→ Given request:
Can you reproduce the entries below, switching every "instance" to "occurrence" and keeping everything else the same, but without the pictures?

→ Working data:
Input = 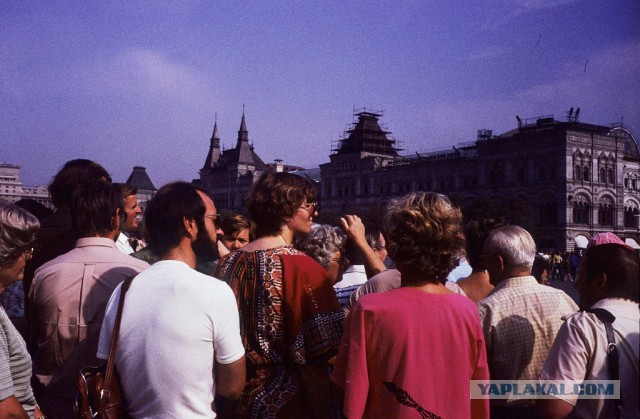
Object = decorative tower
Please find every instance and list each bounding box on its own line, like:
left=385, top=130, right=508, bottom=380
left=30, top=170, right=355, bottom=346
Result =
left=202, top=115, right=220, bottom=170
left=236, top=111, right=255, bottom=165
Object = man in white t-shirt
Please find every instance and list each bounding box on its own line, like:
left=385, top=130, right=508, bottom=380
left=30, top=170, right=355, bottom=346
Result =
left=537, top=239, right=640, bottom=418
left=98, top=182, right=245, bottom=418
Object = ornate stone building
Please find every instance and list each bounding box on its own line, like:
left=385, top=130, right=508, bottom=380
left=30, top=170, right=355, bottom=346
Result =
left=195, top=112, right=267, bottom=210
left=125, top=166, right=158, bottom=212
left=320, top=111, right=640, bottom=250
left=198, top=112, right=313, bottom=211
left=0, top=163, right=53, bottom=208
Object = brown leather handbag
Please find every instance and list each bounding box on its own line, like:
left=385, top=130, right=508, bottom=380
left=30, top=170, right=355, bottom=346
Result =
left=73, top=275, right=135, bottom=419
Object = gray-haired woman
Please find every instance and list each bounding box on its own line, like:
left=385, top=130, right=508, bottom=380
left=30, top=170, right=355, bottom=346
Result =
left=0, top=203, right=42, bottom=418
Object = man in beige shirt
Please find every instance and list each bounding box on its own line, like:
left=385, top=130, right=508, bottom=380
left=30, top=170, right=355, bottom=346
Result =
left=29, top=181, right=149, bottom=418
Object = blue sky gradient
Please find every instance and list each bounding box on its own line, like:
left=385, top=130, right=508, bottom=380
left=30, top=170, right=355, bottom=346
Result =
left=0, top=0, right=640, bottom=186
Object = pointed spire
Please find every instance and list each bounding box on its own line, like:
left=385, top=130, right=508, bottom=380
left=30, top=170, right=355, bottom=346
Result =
left=238, top=104, right=249, bottom=142
left=202, top=113, right=220, bottom=169
left=211, top=114, right=220, bottom=144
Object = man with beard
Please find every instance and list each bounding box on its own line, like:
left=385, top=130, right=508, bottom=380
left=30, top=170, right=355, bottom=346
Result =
left=98, top=182, right=245, bottom=418
left=29, top=180, right=149, bottom=418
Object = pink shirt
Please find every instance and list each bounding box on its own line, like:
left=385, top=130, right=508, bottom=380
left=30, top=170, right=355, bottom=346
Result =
left=331, top=287, right=489, bottom=418
left=29, top=237, right=149, bottom=398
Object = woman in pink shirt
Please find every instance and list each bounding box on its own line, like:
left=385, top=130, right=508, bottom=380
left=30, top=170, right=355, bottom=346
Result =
left=331, top=192, right=489, bottom=418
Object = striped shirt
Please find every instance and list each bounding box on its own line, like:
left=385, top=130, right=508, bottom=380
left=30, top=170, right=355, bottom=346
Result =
left=0, top=307, right=36, bottom=417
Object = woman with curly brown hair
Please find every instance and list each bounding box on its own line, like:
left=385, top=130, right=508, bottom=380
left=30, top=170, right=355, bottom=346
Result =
left=331, top=192, right=489, bottom=418
left=214, top=173, right=343, bottom=418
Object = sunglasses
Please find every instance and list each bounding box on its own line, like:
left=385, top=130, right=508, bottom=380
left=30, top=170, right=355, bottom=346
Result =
left=204, top=214, right=222, bottom=228
left=300, top=202, right=318, bottom=215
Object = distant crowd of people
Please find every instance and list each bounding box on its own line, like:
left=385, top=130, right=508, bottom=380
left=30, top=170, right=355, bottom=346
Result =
left=0, top=159, right=640, bottom=419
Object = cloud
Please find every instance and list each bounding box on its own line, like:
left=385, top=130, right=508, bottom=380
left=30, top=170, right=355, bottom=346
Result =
left=480, top=0, right=578, bottom=30
left=77, top=48, right=213, bottom=104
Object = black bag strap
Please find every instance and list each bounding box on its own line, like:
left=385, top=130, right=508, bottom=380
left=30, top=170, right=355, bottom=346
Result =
left=98, top=274, right=137, bottom=405
left=584, top=308, right=623, bottom=419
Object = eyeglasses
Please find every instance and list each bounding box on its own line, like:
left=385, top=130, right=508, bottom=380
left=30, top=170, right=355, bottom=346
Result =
left=331, top=256, right=349, bottom=265
left=300, top=202, right=318, bottom=215
left=204, top=214, right=222, bottom=228
left=9, top=247, right=33, bottom=260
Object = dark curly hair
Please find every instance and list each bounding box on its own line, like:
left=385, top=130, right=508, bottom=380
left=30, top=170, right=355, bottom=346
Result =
left=247, top=172, right=317, bottom=237
left=464, top=217, right=507, bottom=270
left=382, top=192, right=465, bottom=284
left=49, top=159, right=111, bottom=208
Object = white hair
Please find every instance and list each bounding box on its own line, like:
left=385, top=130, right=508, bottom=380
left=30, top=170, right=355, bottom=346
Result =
left=0, top=202, right=40, bottom=263
left=483, top=225, right=536, bottom=268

→ Result for this task:
Input = 
Object = decorative tower
Please find every occurrence and list each bounding box on its own line, like:
left=385, top=130, right=508, bottom=380
left=30, top=170, right=355, bottom=346
Result =
left=202, top=115, right=220, bottom=170
left=236, top=111, right=255, bottom=165
Object = man in white t-shirt
Please find every occurrence and list each bounding box on its own line, like:
left=385, top=130, right=508, bottom=380
left=30, top=170, right=355, bottom=346
Result =
left=537, top=239, right=640, bottom=418
left=98, top=182, right=245, bottom=418
Object = ornate stone building
Please find every occurrence and list each bounding box on its own line, like:
left=385, top=130, right=508, bottom=380
left=30, top=170, right=355, bottom=346
Result =
left=195, top=112, right=267, bottom=210
left=125, top=166, right=158, bottom=212
left=320, top=111, right=640, bottom=250
left=198, top=112, right=313, bottom=211
left=0, top=163, right=53, bottom=208
Object = brown leather handbag
Please find every occurrence and list each bounding box on its own line, like:
left=385, top=130, right=508, bottom=380
left=30, top=170, right=355, bottom=346
Result =
left=73, top=275, right=135, bottom=419
Object = gray-haired woman
Please find every occurrence and list each bounding box on its own line, like:
left=385, top=130, right=508, bottom=380
left=30, top=170, right=355, bottom=346
Result =
left=0, top=203, right=42, bottom=418
Object = man in beige shirt
Please find every occurrence and list each bounding box on its own line, like:
left=385, top=130, right=508, bottom=380
left=30, top=170, right=355, bottom=346
Result =
left=29, top=181, right=149, bottom=418
Object = blue sky gradient
Please find every occurrence and list each bounding box on its own line, like:
left=385, top=130, right=508, bottom=380
left=30, top=170, right=355, bottom=346
Result =
left=0, top=0, right=640, bottom=186
Object = pointed spire
Please find every occurrence and list each bounding box on its own line, like:
left=385, top=130, right=508, bottom=380
left=30, top=170, right=355, bottom=346
Result =
left=238, top=104, right=249, bottom=142
left=202, top=113, right=220, bottom=169
left=211, top=114, right=220, bottom=144
Object = man with beard
Please find every occurrence and list each bounding box on its own line, like:
left=385, top=130, right=508, bottom=380
left=30, top=170, right=355, bottom=346
Result =
left=98, top=182, right=245, bottom=418
left=29, top=180, right=149, bottom=418
Object = pink shirt
Please find every occurrence and list each bounding box on its own line, like:
left=385, top=130, right=508, bottom=380
left=30, top=170, right=355, bottom=346
Result =
left=331, top=287, right=489, bottom=418
left=29, top=237, right=149, bottom=398
Object = woman in pink shirt
Please find every occurrence and list each bounding box on its own line, like:
left=385, top=130, right=508, bottom=380
left=30, top=170, right=355, bottom=346
Result =
left=331, top=192, right=489, bottom=418
Object = striped shirt
Please find every occurrence and list each bounding box on its own line, like:
left=385, top=130, right=508, bottom=380
left=30, top=170, right=355, bottom=346
Result =
left=0, top=307, right=36, bottom=417
Object = woman with curly brown hair
Please find every occurrence and list each bounding box on its own line, like:
left=385, top=130, right=508, bottom=380
left=30, top=170, right=355, bottom=346
Result =
left=331, top=192, right=489, bottom=418
left=214, top=173, right=343, bottom=418
Object = sunglasses
Please find every occurrence and list each bounding box on its own line, like:
left=385, top=130, right=508, bottom=380
left=30, top=170, right=355, bottom=346
Result =
left=204, top=214, right=222, bottom=228
left=300, top=202, right=318, bottom=215
Object = distant crowd of people
Please find every occurrence and list each bounding box on its own line, like:
left=385, top=130, right=508, bottom=380
left=30, top=170, right=355, bottom=346
Result =
left=0, top=159, right=640, bottom=419
Object = cloud
Please find every occurrence and list each bounding box on its own line, like:
left=385, top=130, right=508, bottom=380
left=30, top=170, right=355, bottom=346
Result =
left=480, top=0, right=578, bottom=30
left=77, top=48, right=213, bottom=104
Object = black bag strap
Please find every occurrence and list each bounding box on its own line, like:
left=385, top=130, right=508, bottom=380
left=30, top=170, right=355, bottom=346
Result =
left=98, top=274, right=137, bottom=405
left=584, top=308, right=623, bottom=419
Object = eyeglasses
Please find every occurrence and list each bounding box on its own line, like:
left=385, top=130, right=508, bottom=380
left=30, top=170, right=355, bottom=346
Result =
left=331, top=256, right=349, bottom=265
left=300, top=202, right=318, bottom=215
left=204, top=214, right=222, bottom=228
left=9, top=247, right=33, bottom=260
Object = dark curly hair
Please find every occurrence and list each bounding box on its own line, like:
left=385, top=130, right=508, bottom=380
left=30, top=170, right=355, bottom=346
Result =
left=247, top=172, right=317, bottom=237
left=464, top=217, right=507, bottom=270
left=382, top=192, right=465, bottom=284
left=49, top=159, right=111, bottom=208
Object = white hair
Please find every occurrence and list each bounding box on its own line, like:
left=385, top=130, right=508, bottom=380
left=30, top=170, right=355, bottom=346
Result =
left=0, top=202, right=40, bottom=263
left=483, top=225, right=536, bottom=268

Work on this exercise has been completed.